EXERCISE DETAILS: Give back an exact copy of the lines below, from the first through the line with "Q: Point to the blue sleeve"; please stop there.

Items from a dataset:
= = = = =

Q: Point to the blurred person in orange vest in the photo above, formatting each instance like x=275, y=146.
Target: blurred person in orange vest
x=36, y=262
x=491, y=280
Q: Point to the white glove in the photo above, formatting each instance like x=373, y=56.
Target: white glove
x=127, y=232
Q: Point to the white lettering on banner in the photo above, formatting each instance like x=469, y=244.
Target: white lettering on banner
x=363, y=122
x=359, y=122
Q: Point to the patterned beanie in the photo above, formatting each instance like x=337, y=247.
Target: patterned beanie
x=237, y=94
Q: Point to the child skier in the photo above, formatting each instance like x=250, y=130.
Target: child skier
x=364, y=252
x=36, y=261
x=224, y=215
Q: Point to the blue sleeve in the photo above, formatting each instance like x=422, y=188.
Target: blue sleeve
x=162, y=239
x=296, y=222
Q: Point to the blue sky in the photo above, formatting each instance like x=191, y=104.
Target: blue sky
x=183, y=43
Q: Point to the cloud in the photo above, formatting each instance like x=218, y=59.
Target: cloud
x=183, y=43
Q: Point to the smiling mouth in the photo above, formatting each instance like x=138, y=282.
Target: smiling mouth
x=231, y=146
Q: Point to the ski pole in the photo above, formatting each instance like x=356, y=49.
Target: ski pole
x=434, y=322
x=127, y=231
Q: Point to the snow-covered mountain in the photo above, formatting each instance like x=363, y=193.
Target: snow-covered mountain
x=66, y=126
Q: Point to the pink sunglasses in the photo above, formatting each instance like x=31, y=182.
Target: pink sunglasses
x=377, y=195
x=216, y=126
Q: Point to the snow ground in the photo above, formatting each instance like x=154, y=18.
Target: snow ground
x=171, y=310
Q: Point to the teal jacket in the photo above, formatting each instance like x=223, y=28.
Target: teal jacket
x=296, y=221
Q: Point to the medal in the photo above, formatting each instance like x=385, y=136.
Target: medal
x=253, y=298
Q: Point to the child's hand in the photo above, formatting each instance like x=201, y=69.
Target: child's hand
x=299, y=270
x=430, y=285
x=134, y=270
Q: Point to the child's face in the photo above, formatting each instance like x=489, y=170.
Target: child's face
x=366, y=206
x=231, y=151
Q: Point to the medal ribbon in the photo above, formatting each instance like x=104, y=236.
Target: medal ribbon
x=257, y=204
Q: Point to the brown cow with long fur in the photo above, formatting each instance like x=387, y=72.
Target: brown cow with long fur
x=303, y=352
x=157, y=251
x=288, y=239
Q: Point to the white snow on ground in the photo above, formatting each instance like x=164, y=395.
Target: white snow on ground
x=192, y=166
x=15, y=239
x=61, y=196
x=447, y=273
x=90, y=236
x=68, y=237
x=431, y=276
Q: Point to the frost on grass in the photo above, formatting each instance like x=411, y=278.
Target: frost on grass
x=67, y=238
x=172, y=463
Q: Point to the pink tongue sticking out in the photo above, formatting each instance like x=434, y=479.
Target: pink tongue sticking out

= = = = =

EXERCISE ANSWER:
Q: Point to the blurred person in orange vest in the photo above, formatting each instance like x=275, y=146.
Target: blurred person in orange vest
x=36, y=262
x=491, y=280
Q: Point to the white glove in the photo above, formatting each instance like x=373, y=56.
Target: white glove
x=127, y=232
Q: Point to the white lettering on banner in the photo above, formatting each instance like x=469, y=244.
Target: white lettering on banner
x=363, y=122
x=359, y=122
Q: Point to the patterned beanie in the photo above, formatting each instance like x=337, y=247.
Target: patterned beanie
x=237, y=94
Q: Point to the child skier in the photo above, formatting each instance like x=250, y=130.
Target: child skier
x=364, y=252
x=36, y=261
x=224, y=215
Q: Point to the blue sleeve in the photo above, formatting each instance like x=422, y=188.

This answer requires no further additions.